Please quote the material exactly, every line of it.

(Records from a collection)
■ ■ ■ ■ ■
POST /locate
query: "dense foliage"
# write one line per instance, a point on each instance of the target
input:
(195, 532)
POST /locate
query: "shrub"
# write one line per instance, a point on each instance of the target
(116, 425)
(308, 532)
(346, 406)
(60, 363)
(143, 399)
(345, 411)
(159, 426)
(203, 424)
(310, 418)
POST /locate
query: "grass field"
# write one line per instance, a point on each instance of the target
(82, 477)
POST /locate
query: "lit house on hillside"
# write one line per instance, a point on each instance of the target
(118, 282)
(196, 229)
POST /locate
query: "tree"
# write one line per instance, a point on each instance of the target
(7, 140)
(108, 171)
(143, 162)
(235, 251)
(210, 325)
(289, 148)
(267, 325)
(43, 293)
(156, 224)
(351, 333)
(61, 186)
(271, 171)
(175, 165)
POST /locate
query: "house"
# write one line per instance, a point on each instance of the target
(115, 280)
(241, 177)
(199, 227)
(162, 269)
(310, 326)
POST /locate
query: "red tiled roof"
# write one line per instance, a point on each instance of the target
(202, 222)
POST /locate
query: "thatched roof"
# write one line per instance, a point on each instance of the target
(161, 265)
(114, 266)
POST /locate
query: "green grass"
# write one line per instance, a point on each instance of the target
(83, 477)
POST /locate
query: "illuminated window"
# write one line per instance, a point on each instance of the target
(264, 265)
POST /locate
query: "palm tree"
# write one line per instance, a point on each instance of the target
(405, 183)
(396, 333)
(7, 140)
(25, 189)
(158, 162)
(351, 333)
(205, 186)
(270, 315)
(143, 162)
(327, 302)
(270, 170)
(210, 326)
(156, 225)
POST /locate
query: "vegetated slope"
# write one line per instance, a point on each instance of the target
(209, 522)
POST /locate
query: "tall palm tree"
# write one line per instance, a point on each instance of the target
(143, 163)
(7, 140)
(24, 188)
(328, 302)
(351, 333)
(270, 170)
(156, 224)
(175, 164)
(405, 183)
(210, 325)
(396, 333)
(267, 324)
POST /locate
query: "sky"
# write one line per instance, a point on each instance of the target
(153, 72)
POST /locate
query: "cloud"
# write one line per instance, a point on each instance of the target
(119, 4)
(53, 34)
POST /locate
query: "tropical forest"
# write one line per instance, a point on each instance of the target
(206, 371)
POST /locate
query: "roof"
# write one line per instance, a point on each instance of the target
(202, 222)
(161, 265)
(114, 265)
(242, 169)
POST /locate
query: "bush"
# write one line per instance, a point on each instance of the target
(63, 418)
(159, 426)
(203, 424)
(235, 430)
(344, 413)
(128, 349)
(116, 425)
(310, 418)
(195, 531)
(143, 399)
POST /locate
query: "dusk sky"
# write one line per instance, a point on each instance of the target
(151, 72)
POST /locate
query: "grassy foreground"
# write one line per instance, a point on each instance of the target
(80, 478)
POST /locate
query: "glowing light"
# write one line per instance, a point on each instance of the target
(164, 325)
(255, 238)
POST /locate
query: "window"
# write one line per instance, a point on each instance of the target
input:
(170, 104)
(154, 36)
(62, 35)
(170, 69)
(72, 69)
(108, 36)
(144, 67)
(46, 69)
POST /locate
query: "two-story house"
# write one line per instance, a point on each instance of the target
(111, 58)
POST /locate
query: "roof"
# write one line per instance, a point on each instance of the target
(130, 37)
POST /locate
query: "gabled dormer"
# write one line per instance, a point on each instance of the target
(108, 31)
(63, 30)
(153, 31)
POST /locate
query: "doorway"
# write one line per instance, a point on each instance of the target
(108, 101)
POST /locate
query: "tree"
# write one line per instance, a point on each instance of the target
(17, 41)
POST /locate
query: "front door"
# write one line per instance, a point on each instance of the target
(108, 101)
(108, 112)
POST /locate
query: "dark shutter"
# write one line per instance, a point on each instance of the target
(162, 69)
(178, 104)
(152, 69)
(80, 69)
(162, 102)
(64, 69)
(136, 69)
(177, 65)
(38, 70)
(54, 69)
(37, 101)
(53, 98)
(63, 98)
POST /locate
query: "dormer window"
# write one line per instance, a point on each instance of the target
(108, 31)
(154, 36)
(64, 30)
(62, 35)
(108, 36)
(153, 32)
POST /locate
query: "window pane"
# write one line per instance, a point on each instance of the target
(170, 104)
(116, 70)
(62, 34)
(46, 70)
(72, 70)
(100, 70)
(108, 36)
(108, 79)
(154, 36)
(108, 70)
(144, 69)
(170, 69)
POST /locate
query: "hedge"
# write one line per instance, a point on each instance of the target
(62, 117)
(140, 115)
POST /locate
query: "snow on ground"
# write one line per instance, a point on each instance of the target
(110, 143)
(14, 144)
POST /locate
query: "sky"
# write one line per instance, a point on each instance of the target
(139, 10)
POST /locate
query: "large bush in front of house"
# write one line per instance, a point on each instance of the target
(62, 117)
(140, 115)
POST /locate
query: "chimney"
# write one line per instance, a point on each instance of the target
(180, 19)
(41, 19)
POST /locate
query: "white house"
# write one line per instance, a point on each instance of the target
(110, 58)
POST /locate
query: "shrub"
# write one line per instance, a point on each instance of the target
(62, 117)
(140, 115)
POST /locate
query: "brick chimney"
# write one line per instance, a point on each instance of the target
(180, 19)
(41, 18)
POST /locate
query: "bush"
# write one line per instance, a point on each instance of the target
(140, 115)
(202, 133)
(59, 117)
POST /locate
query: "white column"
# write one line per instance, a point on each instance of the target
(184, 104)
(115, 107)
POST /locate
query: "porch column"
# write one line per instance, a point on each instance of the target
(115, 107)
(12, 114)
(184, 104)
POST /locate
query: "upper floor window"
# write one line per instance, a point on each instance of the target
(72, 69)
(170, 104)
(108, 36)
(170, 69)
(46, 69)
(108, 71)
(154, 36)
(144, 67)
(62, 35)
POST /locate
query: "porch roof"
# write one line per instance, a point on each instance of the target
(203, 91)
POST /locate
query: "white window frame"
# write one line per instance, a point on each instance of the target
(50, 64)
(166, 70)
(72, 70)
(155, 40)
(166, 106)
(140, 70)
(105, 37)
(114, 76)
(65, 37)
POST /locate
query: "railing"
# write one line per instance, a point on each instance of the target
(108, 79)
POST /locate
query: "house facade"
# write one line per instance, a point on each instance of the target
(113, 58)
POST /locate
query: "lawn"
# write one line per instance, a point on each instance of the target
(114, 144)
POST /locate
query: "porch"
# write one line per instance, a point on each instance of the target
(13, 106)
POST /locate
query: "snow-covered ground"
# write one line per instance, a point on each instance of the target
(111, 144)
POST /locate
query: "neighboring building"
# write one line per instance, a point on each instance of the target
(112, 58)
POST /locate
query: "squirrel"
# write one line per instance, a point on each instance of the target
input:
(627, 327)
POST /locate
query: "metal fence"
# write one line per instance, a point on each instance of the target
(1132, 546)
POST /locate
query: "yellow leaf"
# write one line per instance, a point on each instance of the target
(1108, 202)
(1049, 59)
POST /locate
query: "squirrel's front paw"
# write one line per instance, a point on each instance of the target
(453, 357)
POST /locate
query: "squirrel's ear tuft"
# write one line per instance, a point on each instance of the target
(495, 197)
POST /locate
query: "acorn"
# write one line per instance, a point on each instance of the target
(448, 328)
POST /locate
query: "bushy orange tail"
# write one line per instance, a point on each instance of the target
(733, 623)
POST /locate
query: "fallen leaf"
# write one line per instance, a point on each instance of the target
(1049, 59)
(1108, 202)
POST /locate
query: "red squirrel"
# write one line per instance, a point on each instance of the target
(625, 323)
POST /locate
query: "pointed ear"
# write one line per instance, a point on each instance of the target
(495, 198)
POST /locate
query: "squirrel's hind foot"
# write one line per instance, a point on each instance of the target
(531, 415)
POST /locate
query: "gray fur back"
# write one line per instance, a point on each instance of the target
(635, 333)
■ ■ ■ ■ ■
Final result =
POST /locate
query: "dense foliage"
# write one line per instance, a point on each instance of the target
input:
(195, 532)
POST /locate
query: "shrub"
# write one line per instance, a point on each instance of the target
(116, 425)
(308, 532)
(346, 406)
(60, 363)
(143, 399)
(345, 411)
(159, 426)
(203, 424)
(310, 418)
POST /locate
query: "grass field"
# write one line per instance, a point on each instance of the target
(82, 477)
POST /locate
query: "lit house on hillside"
# write one line per instance, a point on each instance of the target
(118, 282)
(196, 229)
POST /locate
query: "tree"
# write one line per instance, a point on each instance of the target
(7, 140)
(108, 171)
(143, 162)
(235, 251)
(210, 325)
(289, 148)
(267, 325)
(43, 293)
(156, 224)
(351, 333)
(61, 186)
(271, 171)
(175, 165)
POST /locate
query: "house"
# write one line per instance, a point on each instance of the target
(115, 280)
(241, 177)
(199, 227)
(162, 269)
(310, 326)
POST /locate
query: "red tiled roof"
# write one line per instance, a point on each instance of the target
(202, 222)
POST /locate
query: "thatched roof"
# write one line per instance, a point on each instance of the target
(161, 265)
(114, 266)
POST /locate
query: "green grass"
# write one line per instance, a point on each instance of the target
(83, 477)
POST /locate
query: "illuminated window"
# write one line per instance, a point on each instance of the target
(264, 265)
POST /locate
query: "palm tree"
# write one line per instance, a point on each instance of the target
(405, 183)
(396, 333)
(7, 140)
(25, 189)
(158, 162)
(351, 333)
(205, 186)
(270, 315)
(143, 162)
(327, 302)
(270, 170)
(210, 326)
(156, 225)
POST /locate
query: "vegetated slope"
# write one line per instance, a point on each instance of the target
(209, 522)
POST /locate
query: "tall palm tree"
# write one line per instance, a point on each instance of the target
(143, 163)
(7, 140)
(24, 188)
(328, 302)
(351, 333)
(270, 170)
(156, 224)
(175, 164)
(405, 183)
(210, 325)
(396, 333)
(267, 324)
POST /locate
query: "sky"
# write one line per instance, a point on each instance of the target
(153, 72)
POST /locate
query: "cloud"
# write one line per instance, a point on each instance of the target
(119, 4)
(53, 34)
POST /locate
query: "tropical forest"
# write one line per instance, a point on each instance of the target
(206, 371)
POST /locate
query: "roof"
# write one line per instance, a point on each instance of the target
(202, 222)
(161, 265)
(114, 265)
(242, 169)
POST /locate
query: "bush"
# write one line per instance, a point on each instance of the target
(63, 418)
(159, 426)
(203, 424)
(235, 430)
(344, 413)
(128, 349)
(116, 425)
(310, 418)
(195, 531)
(143, 399)
POST /locate
query: "dusk sky"
# write one line per instance, a point on each instance of the target
(151, 72)
POST /locate
query: "grassy foreground"
# write one line per instance, a point on each instance of the target
(80, 478)
POST /locate
query: "glowing light"
# write one line per instance, a point on each instance of the target
(164, 325)
(255, 238)
POST /locate
query: "window"
# write one line per instance, a point on each instance of the target
input:
(170, 104)
(154, 36)
(62, 35)
(170, 69)
(72, 69)
(108, 36)
(144, 67)
(46, 69)
POST /locate
query: "two-story house"
# write one line per instance, a point on each instance of the target
(111, 58)
POST /locate
query: "roof"
# write one line per instance, a point on each instance of the target
(130, 37)
POST /locate
query: "gabled dormer"
# write one line per instance, a point on each instance of the target
(108, 31)
(63, 30)
(153, 31)
POST /locate
query: "doorway"
# write one line per instance, a point on each instance of the target
(108, 101)
POST /locate
query: "tree"
# write one line per instance, a point on each instance of the target
(17, 41)
POST /locate
query: "front door"
# write one line per instance, a point on each instance of the target
(108, 101)
(108, 112)
POST /locate
query: "dark shutter"
# write one line per instance, a point on each instance of the target
(162, 69)
(178, 104)
(152, 69)
(80, 69)
(162, 102)
(64, 69)
(136, 69)
(177, 65)
(38, 70)
(54, 69)
(37, 101)
(53, 98)
(63, 98)
POST /locate
query: "dormer window"
# write one line per instance, a point on each instance of the target
(108, 31)
(154, 36)
(64, 30)
(62, 35)
(108, 36)
(153, 32)
POST /locate
query: "window pane"
# write one line per instance, a point on each instance of the target
(170, 104)
(116, 70)
(62, 34)
(46, 70)
(72, 70)
(100, 70)
(108, 36)
(108, 79)
(154, 36)
(108, 70)
(144, 69)
(170, 69)
POST /locate
query: "hedge"
# write one line per instance, a point on each instance of the target
(62, 117)
(140, 115)
POST /locate
query: "snow on ground"
# write one line per instance, a point on each instance of the target
(110, 143)
(14, 144)
POST /locate
query: "sky"
# write one line per instance, a point on each instance of the target
(139, 10)
POST /locate
query: "large bush in front of house"
# write one line per instance, a point on each instance of the target
(62, 117)
(140, 115)
POST /locate
query: "chimney"
# write one line per instance, a point on each instance of the target
(180, 19)
(41, 19)
POST /locate
query: "white house"
# write one line per instance, a point on each instance of the target
(110, 58)
POST /locate
query: "shrub"
# write one line per instance, a point on each instance of the target
(62, 117)
(140, 115)
POST /locate
query: "brick chimney"
# write one line per instance, a point on each instance of the target
(180, 19)
(41, 18)
POST /locate
query: "bush"
# write one line per instance, a point on each instance of the target
(140, 115)
(202, 133)
(59, 117)
POST /locate
query: "white column"
# write one line per instance, a point on each instance of the target
(184, 104)
(115, 107)
POST /locate
query: "porch column"
# write one line per instance, a point on each instance of the target
(115, 107)
(12, 114)
(184, 104)
POST /locate
query: "upper floor window"
# write one line per instance, a point on each instance of the target
(72, 69)
(170, 104)
(108, 36)
(170, 69)
(46, 69)
(108, 71)
(154, 36)
(144, 67)
(62, 35)
POST /locate
query: "porch roof"
# write one line per instance, a point on each instance of the target
(203, 91)
POST /locate
query: "white window frame"
# write one line per instance, a point on each instance of the target
(50, 64)
(166, 70)
(72, 70)
(155, 40)
(166, 106)
(140, 70)
(105, 37)
(114, 76)
(65, 37)
POST /locate
query: "railing"
# write one line per instance, a point on each instance of the target
(108, 79)
POST /locate
query: "house facade"
# write one line per instance, a point on each instance of the target
(113, 58)
POST /locate
query: "lawn"
# write one line per instance, a point on each instance of the target
(114, 144)
POST /locate
query: "porch"
# write one line per instance, a point on each instance of the target
(13, 106)
POST /locate
query: "snow-covered ground"
# write one line per instance, a point on each instance of the target
(111, 144)
POST /locate
query: "neighboring building"
# write one line per instance, a point on each instance of the target
(112, 58)
POST /locate
query: "squirrel"
# write one line per instance, a point on each instance of the target
input:
(627, 327)
POST /locate
query: "metal fence"
# write one line per instance, a point on each instance of the target
(1132, 546)
POST /locate
query: "yellow leaf"
# write one line per instance, a point on each instance of the target
(1108, 202)
(1049, 59)
POST /locate
query: "squirrel's front paw"
# write one line per instance, a point on each instance of the target
(453, 357)
POST /locate
query: "squirrel's ear tuft"
# write one line per instance, a point on each instance of the target
(495, 197)
POST /locate
query: "acorn"
# write one line per instance, a point on each instance of the target
(448, 328)
POST /locate
query: "bushy orange tail"
# write one line per instance, a point on each instance of the target
(733, 623)
POST /locate
query: "fallen leaf"
# write one line per instance, a point on each instance of the target
(1049, 59)
(1108, 202)
POST /locate
query: "red squirrel"
# write one line per instance, a point on each instance of the target
(625, 323)
POST /locate
query: "pointed ear"
# write one line per instance, a point on each instance of the target
(495, 198)
POST /locate
query: "squirrel's hind foot"
# write one line per instance, a point on each instance of the target
(531, 415)
POST /locate
query: "gray fur back"
# write one line per instance, a point on each instance of the target
(635, 333)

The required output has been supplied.